Exercise set:
a) In the hunt test story, why was the water portion moved to a different pond?
b) Repeat the part of the hunt test story between "We’ve got nothing" and "to the truck.", inclusive.

Passage:
━━━━━━━━

Ok, you want stores, I’ll bite … I’m probably the most prime example of what Joe was saying about not going to a test until you’re ready.  Our first test really ain’t my story since RB was the one running the dog that day.  The only thing we know about a test is that we went and watched one once and it was just about the coolest thing we’d ever seen.  We’ve got a 6-8 month old conformation bred golden.   We don’t have anyone to train with, have zero experience but we’ve been chunking bumpers in the front yard and we’ve read the rules so we figure what the heck!  We were at a Coastal test in Reidsville.  This puppy is heck on a bumper but ain’t ever seen a real duck before.  Knowing what I know now it was a breeze of a test.  The field we were in was pretty heavy cover for a started dog so they’d mowed a couple strips in it and all the dog had to do was run down a clean cut path right to the duck, pick it up and come back.  RB took Tucker to the line, he watched the bird go down, sent him and he made a bee-line straight to the bird; it was a thing of beauty.  He sniffed it … looked up as if to say “you don’t seriously expect me to pick this up do you?” and came trotting back up the line big fluffy tail waving in the breeze like the show dog he is.  I don’t remember who the judges were, but they were really nice and said we’d paid our money and were welcome to come back and give water a try that afternoon.  

We’ve got nothing else to do so we hang around for water.  Tucker LOVES water … but the only place we’d ever trained was in my parents’ pond with nice clean steep banks.  That morning they’d spotted a gator in the pond they intended to use so there was a last minute change of plans and we ended up in a flat, muddy bottomed, algae covered watering hole in the middle of a cow pasture.  Mitch takes Tucker to the line, they throw the first bird, and he sends him …… nothing.   He sends him again … Tucker wades out about dew claw deep just far enough for the mud to squish between his toes turns around and looks Mitch directly in the eyes like “Really dad?”  The judges felt really bad for us and offered to let Mitch try the second bird but he said no thanks and just headed back to the truck.

━━━━━━━━

Dataset extract:
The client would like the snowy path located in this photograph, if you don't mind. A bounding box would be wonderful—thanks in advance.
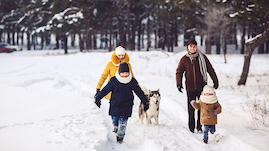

━━━━━━━━

Results of the tasks:
a) A gator had been spotted that morning in the pond they intended to use.

b)
We’ve got nothing else to do so we hang around for water.  Tucker LOVES water … but the only place we’d ever trained was in my parents’ pond with nice clean steep banks.  That morning they’d spotted a gator in the pond they intended to use so there was a last minute change of plans and we ended up in a flat, muddy bottomed, algae covered watering hole in the middle of a cow pasture.  Mitch takes Tucker to the line, they throw the first bird, and he sends him …… nothing.   He sends him again … Tucker wades out about dew claw deep just far enough for the mud to squish between his toes turns around and looks Mitch directly in the eyes like “Really dad?”  The judges felt really bad for us and offered to let Mitch try the second bird but he said no thanks and just headed back to the truck.